**Problem**
Every entry is to be reproduced word for word, but the images are not.

**Material provided**

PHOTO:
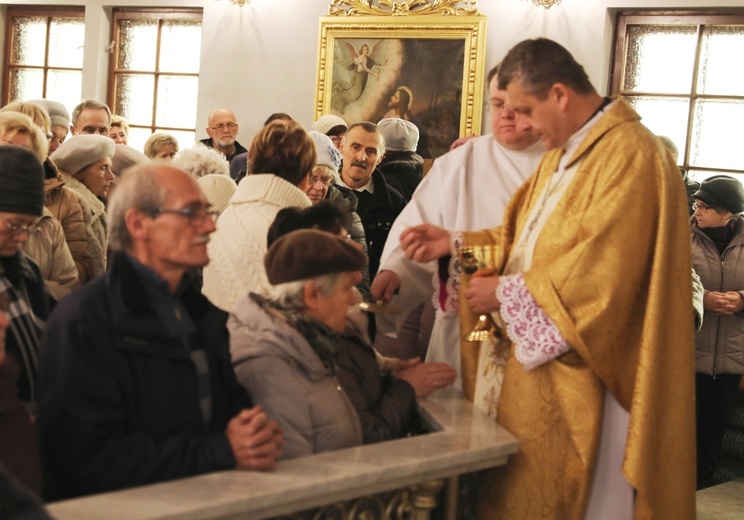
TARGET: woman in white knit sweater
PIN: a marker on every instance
(281, 157)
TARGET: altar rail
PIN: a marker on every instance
(463, 440)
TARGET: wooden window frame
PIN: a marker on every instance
(160, 15)
(47, 12)
(700, 18)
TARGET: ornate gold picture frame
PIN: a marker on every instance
(422, 61)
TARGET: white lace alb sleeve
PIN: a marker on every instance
(536, 338)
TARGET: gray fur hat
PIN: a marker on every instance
(57, 112)
(75, 154)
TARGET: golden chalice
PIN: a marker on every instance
(473, 258)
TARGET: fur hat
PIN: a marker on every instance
(308, 253)
(57, 112)
(400, 135)
(82, 150)
(125, 157)
(218, 189)
(22, 179)
(722, 191)
(325, 123)
(328, 154)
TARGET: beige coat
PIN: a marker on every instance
(94, 216)
(65, 207)
(46, 245)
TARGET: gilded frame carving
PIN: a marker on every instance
(437, 46)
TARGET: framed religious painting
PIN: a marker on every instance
(420, 60)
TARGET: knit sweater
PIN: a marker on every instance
(238, 247)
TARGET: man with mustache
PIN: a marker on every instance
(379, 204)
(135, 380)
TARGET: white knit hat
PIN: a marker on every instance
(218, 189)
(125, 157)
(328, 154)
(325, 123)
(82, 150)
(400, 135)
(57, 112)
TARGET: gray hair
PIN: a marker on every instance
(139, 189)
(200, 161)
(290, 296)
(92, 104)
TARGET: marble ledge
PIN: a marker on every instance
(464, 440)
(721, 502)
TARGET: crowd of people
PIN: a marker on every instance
(177, 311)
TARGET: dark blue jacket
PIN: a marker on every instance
(118, 395)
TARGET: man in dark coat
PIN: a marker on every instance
(402, 167)
(378, 203)
(222, 129)
(136, 384)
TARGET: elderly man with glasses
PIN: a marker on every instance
(136, 384)
(222, 129)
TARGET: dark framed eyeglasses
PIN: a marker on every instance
(16, 229)
(196, 217)
(220, 127)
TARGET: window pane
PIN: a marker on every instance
(660, 58)
(714, 145)
(29, 41)
(180, 46)
(135, 97)
(66, 39)
(26, 84)
(701, 175)
(138, 40)
(65, 86)
(721, 51)
(664, 116)
(177, 101)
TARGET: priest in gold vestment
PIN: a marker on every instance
(594, 294)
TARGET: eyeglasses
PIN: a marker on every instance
(325, 181)
(196, 217)
(16, 229)
(221, 127)
(702, 207)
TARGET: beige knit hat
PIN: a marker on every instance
(218, 189)
(82, 150)
(125, 157)
(325, 123)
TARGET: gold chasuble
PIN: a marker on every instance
(611, 269)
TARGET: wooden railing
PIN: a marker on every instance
(462, 440)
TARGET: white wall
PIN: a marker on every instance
(262, 58)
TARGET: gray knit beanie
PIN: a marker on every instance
(722, 191)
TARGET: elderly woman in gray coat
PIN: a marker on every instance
(718, 258)
(284, 347)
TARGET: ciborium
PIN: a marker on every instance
(473, 259)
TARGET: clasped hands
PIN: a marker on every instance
(725, 303)
(425, 243)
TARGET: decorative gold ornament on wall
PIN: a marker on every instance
(401, 7)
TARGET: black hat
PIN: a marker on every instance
(722, 191)
(21, 182)
(308, 253)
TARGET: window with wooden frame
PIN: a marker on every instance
(154, 72)
(44, 54)
(681, 71)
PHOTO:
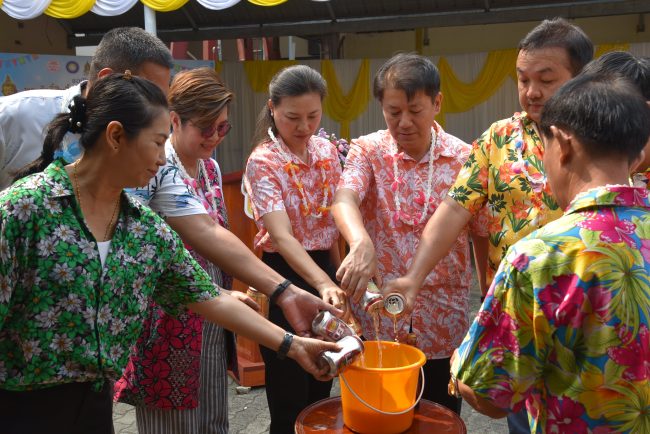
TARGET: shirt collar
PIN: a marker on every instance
(61, 185)
(442, 146)
(610, 195)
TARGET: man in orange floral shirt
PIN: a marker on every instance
(504, 173)
(392, 183)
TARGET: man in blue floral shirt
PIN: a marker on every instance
(564, 327)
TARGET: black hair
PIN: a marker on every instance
(125, 48)
(133, 101)
(559, 33)
(637, 69)
(605, 112)
(409, 72)
(292, 81)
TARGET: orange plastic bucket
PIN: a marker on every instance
(378, 390)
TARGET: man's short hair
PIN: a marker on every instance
(559, 33)
(125, 48)
(605, 112)
(636, 69)
(409, 72)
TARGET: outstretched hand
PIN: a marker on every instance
(404, 286)
(300, 308)
(306, 351)
(357, 268)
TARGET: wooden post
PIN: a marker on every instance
(251, 365)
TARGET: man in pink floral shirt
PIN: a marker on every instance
(393, 181)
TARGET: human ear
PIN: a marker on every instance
(175, 120)
(566, 142)
(104, 72)
(634, 164)
(437, 103)
(114, 134)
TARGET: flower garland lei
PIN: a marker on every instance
(191, 182)
(398, 214)
(290, 167)
(537, 183)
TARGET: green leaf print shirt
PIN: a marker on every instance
(64, 318)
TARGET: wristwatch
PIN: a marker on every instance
(452, 387)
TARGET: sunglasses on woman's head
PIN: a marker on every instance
(221, 129)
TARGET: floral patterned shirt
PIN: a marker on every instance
(564, 327)
(64, 318)
(513, 190)
(440, 318)
(271, 187)
(163, 371)
(641, 179)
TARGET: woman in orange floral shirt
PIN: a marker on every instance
(290, 177)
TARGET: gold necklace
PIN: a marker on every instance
(76, 187)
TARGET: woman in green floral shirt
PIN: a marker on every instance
(79, 260)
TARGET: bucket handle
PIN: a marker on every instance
(389, 413)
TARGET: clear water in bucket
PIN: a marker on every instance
(383, 391)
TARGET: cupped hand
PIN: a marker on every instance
(405, 286)
(357, 268)
(300, 308)
(306, 351)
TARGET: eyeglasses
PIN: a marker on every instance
(221, 129)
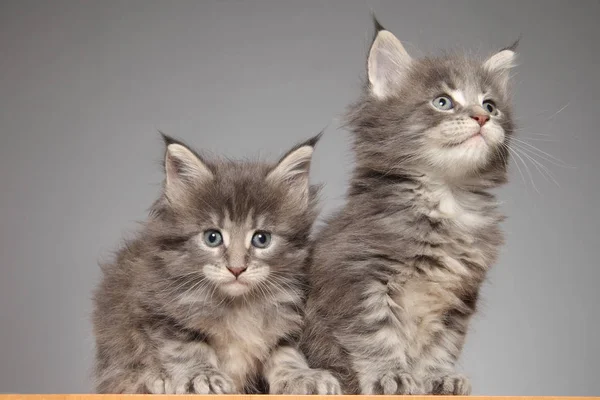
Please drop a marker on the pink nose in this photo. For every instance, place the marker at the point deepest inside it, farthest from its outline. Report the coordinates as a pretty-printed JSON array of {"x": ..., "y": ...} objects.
[
  {"x": 237, "y": 271},
  {"x": 481, "y": 119}
]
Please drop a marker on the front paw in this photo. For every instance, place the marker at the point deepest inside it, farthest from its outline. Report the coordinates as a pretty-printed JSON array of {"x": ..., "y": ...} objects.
[
  {"x": 207, "y": 381},
  {"x": 212, "y": 382},
  {"x": 397, "y": 382},
  {"x": 306, "y": 382},
  {"x": 450, "y": 384}
]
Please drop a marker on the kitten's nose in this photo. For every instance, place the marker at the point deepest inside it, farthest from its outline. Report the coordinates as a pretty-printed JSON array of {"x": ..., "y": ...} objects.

**Response area**
PHOTO:
TARGET: woman in white knit sweater
PIN: a marker on every instance
(281, 157)
TARGET: altar rail
PIN: a marker on every instance
(463, 440)
TARGET: wooden window frame
PIN: a marker on every instance
(160, 15)
(47, 12)
(700, 18)
TARGET: ornate gold picture frame
PIN: a marker on every instance
(422, 61)
TARGET: white lace alb sleeve
PIN: a marker on every instance
(536, 338)
TARGET: gray fur hat
PIN: a marker on every instance
(57, 112)
(75, 154)
TARGET: golden chalice
PIN: a marker on every instance
(473, 258)
TARGET: fur hat
PIN: a marker on every instance
(308, 253)
(57, 112)
(400, 135)
(82, 150)
(125, 157)
(218, 189)
(22, 179)
(722, 191)
(325, 123)
(328, 154)
TARGET: beige coat
PIN: a marker on every instance
(94, 216)
(65, 207)
(46, 245)
TARGET: gilded frame carving
PIN: a marker on every instance
(437, 46)
TARGET: framed religious painting
PIN: a marker on every instance
(420, 60)
TARGET: knit sweater
PIN: a marker on every instance
(238, 247)
TARGET: man with mustache
PIN: a marker on every instance
(379, 204)
(135, 380)
TARGET: white knit hat
PIN: a marker on every instance
(218, 189)
(125, 157)
(328, 154)
(325, 123)
(82, 150)
(400, 135)
(57, 112)
TARGET: gray hair
PIN: a marker on every instance
(139, 189)
(200, 161)
(290, 296)
(92, 104)
TARGET: marble ledge
PIN: a marker on every instance
(464, 440)
(721, 502)
TARGET: crowd of people
PIN: a marker on every instance
(177, 311)
TARGET: dark blue jacket
PIN: a marker on every instance
(118, 395)
TARGET: man in dark coat
PIN: a marker on every instance
(402, 167)
(378, 203)
(222, 129)
(136, 384)
TARGET: elderly man with glasses
PIN: a marker on every instance
(136, 384)
(222, 129)
TARGET: dark framed eyeglasses
PIN: a marker on every instance
(16, 229)
(196, 217)
(220, 127)
TARGET: window pane
PIN: a marker on every instance
(660, 58)
(714, 145)
(29, 41)
(180, 46)
(135, 97)
(66, 39)
(26, 84)
(701, 175)
(138, 40)
(65, 86)
(721, 51)
(664, 116)
(177, 101)
TARGET: priest in gold vestment
PIN: a marker on every instance
(594, 294)
TARGET: eyeglasses
PIN: a marker on every instance
(325, 181)
(196, 217)
(16, 229)
(221, 127)
(702, 207)
TARGET: beige knit hat
PIN: a marker on every instance
(218, 189)
(82, 150)
(125, 157)
(325, 123)
TARGET: gold chasuble
PIN: a marker on every instance
(611, 269)
TARGET: wooden railing
PIN: a marker on every instance
(462, 440)
TARGET: white wall
PIN: a marker on every instance
(262, 58)
TARGET: gray knit beanie
PIN: a marker on every instance
(722, 191)
TARGET: elderly woman in gray coat
PIN: a marker on every instance
(718, 258)
(284, 347)
TARGET: ciborium
PIN: a marker on every instance
(473, 259)
TARGET: clasped hands
PIN: a marker on every instance
(725, 303)
(425, 243)
TARGET: decorative gold ornament on wall
PIN: a marker on every instance
(401, 7)
TARGET: black hat
PIN: a marker on every instance
(722, 191)
(21, 182)
(308, 253)
TARGET: window with wooden frame
PIN: a marker on every instance
(154, 72)
(44, 54)
(681, 71)
PHOTO:
TARGET: shirt collar
PIN: a marker on every instance
(61, 185)
(442, 146)
(610, 195)
TARGET: man in orange floral shirt
PIN: a marker on every instance
(504, 173)
(392, 183)
TARGET: man in blue floral shirt
PIN: a marker on every instance
(564, 327)
TARGET: black hair
PIN: a marker on every instance
(125, 48)
(133, 101)
(559, 33)
(637, 69)
(605, 112)
(409, 72)
(292, 81)
TARGET: orange plastic bucket
PIN: a marker on every instance
(378, 390)
TARGET: man's short hair
PIN: a marker on every instance
(559, 33)
(125, 48)
(605, 112)
(636, 69)
(409, 72)
TARGET: outstretched hand
PIN: a marker on every instance
(404, 286)
(300, 308)
(306, 351)
(357, 268)
TARGET: wooden post
PIN: a marker on every instance
(251, 365)
TARGET: man in pink floral shirt
PIN: a marker on every instance
(393, 181)
TARGET: human ear
PIN: a marker on every instance
(175, 120)
(566, 142)
(104, 72)
(634, 164)
(437, 103)
(114, 134)
TARGET: flower garland lei
PIN: a marker on every instance
(191, 182)
(398, 214)
(290, 167)
(537, 183)
TARGET: green leaf print shirt
PIN: a marker on every instance
(64, 318)
TARGET: wristwatch
PIN: a marker on every instance
(452, 387)
TARGET: sunglasses on woman's head
PIN: a marker on every instance
(221, 129)
TARGET: floral patterned shirt
PIN: a marker on every instance
(564, 327)
(64, 318)
(513, 190)
(440, 318)
(271, 187)
(163, 371)
(641, 179)
TARGET: woman in orange floral shirt
PIN: a marker on every instance
(290, 177)
TARGET: gold necklace
PIN: a marker on every instance
(76, 187)
TARGET: woman in green floral shirt
PIN: a marker on every instance
(79, 260)
TARGET: bucket handle
PIN: a marker on every instance
(389, 413)
TARGET: clear water in bucket
PIN: a marker on every instance
(383, 391)
TARGET: cupped hand
PIN: a marker on every instance
(405, 286)
(357, 268)
(300, 308)
(306, 351)
TARGET: eyeglasses
PIN: a marker on every instance
(221, 129)
Please drop a marker on the pink nose in this photo. For every instance, place the marker at the point deepest inside it, farthest from its outline. Report the coordinates as a pretty-printed JSON array of {"x": ..., "y": ...} objects.
[
  {"x": 237, "y": 271},
  {"x": 481, "y": 119}
]
Please drop a marker on the front paw in this photo. For every instance, place the marker at the point deepest inside it, farthest from its outline. Report the coordinates as a pretty-printed JSON array of {"x": ..., "y": ...} objects.
[
  {"x": 207, "y": 381},
  {"x": 212, "y": 382},
  {"x": 397, "y": 382},
  {"x": 306, "y": 382},
  {"x": 450, "y": 384}
]
Please drop a marker on the kitten's nose in this photo. For every instance, place the marker at the point deepest inside it, farthest from its outline. Report the coordinates as a pretty-printed JSON array of {"x": ..., "y": ...} objects.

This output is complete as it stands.